Work instructions:
1 – Please reproduce verbatim the stretch from "Let $$$sz_v$$$ be" through "of even subtrees." in the post on perfect matchings in trees.
2 – Resume the post on perfect matchings in trees, picking up right after its final sentence.

Source excerpt:

Hello codeforces!
What is the easiest way to check if there is a perfect matching in the tree?
Maybe Kuhn's algorithm? :)
Most likely you are thinking about dynamics on subtrees. This is indeed a good way, because it works for the size of the input. However, there is an easier way to check if a tree has a perfect matching.
Let $$$sz_v$$$ be the subtree size of the $$$v$$$th vertex. Then I claim that there is a perfect matching iff exactly half of all $$$sz_v$$$ are even.
Proof:
Let $$$sz_{odd}$$$ be the number of odd subtrees, and $$$sz_{even}$$$ be the number of even subtrees.
We first prove that $$$sz_{even} \leq sz_{odd}$$$.

(Dataset entries about object locations)
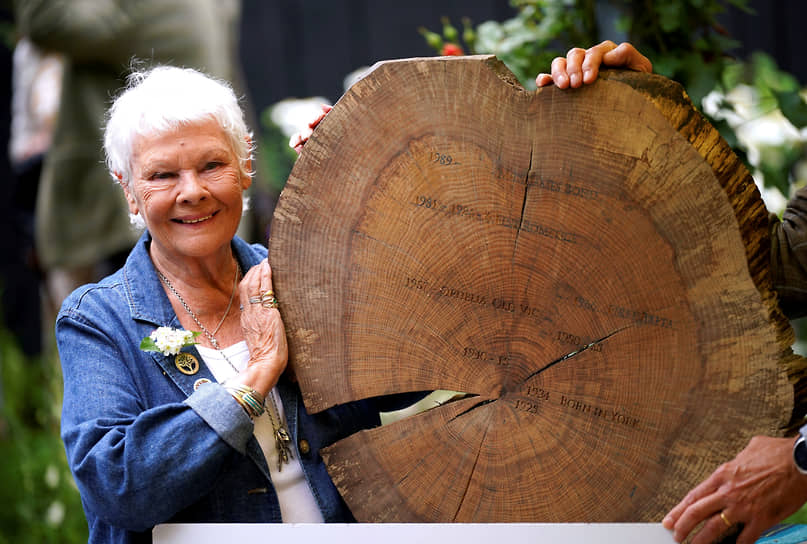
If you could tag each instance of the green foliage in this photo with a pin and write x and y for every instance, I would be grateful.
(40, 501)
(683, 39)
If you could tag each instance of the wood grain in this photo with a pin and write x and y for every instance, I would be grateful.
(590, 266)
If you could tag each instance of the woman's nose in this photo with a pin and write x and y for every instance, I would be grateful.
(191, 188)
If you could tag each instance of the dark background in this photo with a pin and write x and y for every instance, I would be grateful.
(302, 48)
(294, 48)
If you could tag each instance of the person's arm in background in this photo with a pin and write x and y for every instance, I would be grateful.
(761, 485)
(789, 256)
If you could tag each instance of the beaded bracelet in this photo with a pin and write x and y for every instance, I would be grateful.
(250, 400)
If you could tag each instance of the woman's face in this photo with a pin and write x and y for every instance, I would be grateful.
(187, 186)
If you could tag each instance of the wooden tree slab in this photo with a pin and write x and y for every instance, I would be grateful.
(590, 266)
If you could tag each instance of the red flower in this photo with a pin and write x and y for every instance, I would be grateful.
(452, 49)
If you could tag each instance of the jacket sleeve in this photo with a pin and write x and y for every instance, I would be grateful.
(137, 465)
(789, 256)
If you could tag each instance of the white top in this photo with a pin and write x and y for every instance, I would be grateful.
(297, 503)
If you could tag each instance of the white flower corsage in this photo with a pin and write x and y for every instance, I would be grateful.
(168, 341)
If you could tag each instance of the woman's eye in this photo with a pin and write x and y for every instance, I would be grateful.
(162, 175)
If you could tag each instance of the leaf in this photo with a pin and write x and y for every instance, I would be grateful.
(147, 344)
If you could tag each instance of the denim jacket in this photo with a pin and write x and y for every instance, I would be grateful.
(147, 447)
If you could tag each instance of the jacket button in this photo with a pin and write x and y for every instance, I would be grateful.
(304, 447)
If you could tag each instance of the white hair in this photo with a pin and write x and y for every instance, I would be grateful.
(163, 98)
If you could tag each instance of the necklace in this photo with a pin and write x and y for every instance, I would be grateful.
(281, 435)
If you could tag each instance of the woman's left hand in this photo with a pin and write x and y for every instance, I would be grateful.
(263, 330)
(581, 66)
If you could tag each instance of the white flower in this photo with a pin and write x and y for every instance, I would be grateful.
(168, 341)
(55, 514)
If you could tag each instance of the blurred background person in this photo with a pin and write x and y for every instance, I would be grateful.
(81, 228)
(36, 84)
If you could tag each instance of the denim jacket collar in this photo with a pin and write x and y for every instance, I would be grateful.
(150, 307)
(144, 291)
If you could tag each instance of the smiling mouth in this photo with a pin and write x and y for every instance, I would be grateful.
(197, 220)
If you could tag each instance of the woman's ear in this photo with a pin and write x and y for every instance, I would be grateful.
(246, 181)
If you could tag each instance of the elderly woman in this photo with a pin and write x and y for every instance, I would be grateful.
(181, 434)
(164, 425)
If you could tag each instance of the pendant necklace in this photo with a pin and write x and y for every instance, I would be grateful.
(281, 435)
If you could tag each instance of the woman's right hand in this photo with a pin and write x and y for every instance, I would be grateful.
(581, 66)
(263, 330)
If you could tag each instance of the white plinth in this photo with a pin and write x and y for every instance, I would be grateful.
(415, 533)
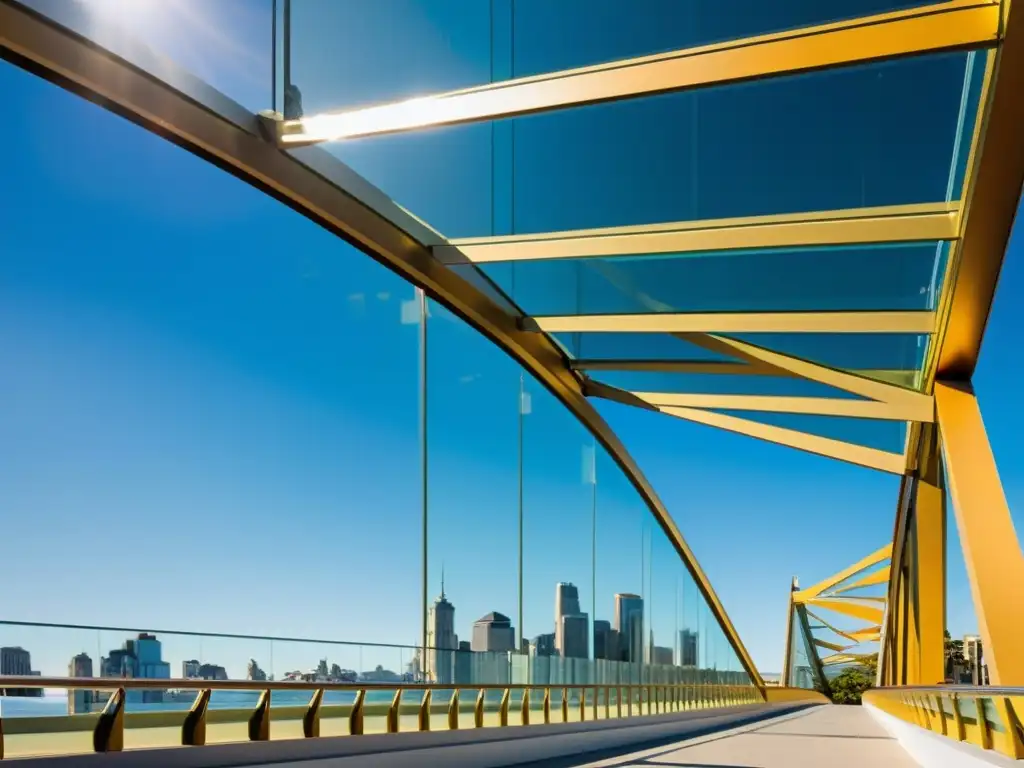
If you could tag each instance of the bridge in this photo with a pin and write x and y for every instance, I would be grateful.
(784, 221)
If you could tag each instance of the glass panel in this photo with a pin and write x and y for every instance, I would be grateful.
(227, 44)
(901, 276)
(473, 517)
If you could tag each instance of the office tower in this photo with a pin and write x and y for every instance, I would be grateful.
(574, 630)
(16, 660)
(662, 655)
(253, 672)
(687, 648)
(464, 664)
(629, 625)
(605, 641)
(441, 640)
(494, 633)
(543, 645)
(566, 603)
(80, 701)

Responses:
1 –
Let $$$sz_v$$$ be the subtree size of the $$$v$$$th vertex. Then I claim that there is a perfect matching iff exactly half of all $$$sz_v$$$ are even.
Proof:
Let $$$sz_{odd}$$$ be the number of odd subtrees, and $$$sz_{even}$$$ be the number of even subtrees.

2 –
Note that $$$sz_v = \sum_{u}^{} sz_u + 1$$$ ($$$u$$$ — child of $$$v$$$). If $$$sz_v$$$ is even, then at least one of the children of $$$u$$$ has an odd subtree size, because their sum is odd. We pair each even $$$sz_v$$$ with an odd $$$sz_u$$$ ($$$u$$$ — child $$$v$$$). Thus $$$sz_{even} \leq sz_{odd}$$$. Moreover, we proved that if $$$sz_{even} = sz_{odd}$$$, then there is a perfect matchingg in the tree by explicitly choosing every even $$$sz_v$$$ to be a pair.
Now we prove that if $$$sz_{even} \neq sz_{odd}$$$, then there is no perfect matching in the tree. Suppose there is. Then it has an edge connecting $$$v, u$$$ such that $$$sz_v \equiv sz_u \equiv 1\space (mod\space 2)$$$. Let $$$v$$$ — be the parent of $$$u$$$. Then note that each edge is either entirely contained in a subtree of $$$v$$$ or not. In both cases, the edge takes an even number of vertices from subtree $$$v$$$, and hence they will also take an even number of vertices in total, but $$$sz_v \equiv 1\space(mod\space 2)$$$ — contradiction.
Furthermore, because of the inequality $$$sz_{even} \leq sz_{odd}$$$ it is true that $$$sz_{odd} = sz_{even}$$$ is equivalent to the presence of a perfect matching in the forest.
Thanks for reading!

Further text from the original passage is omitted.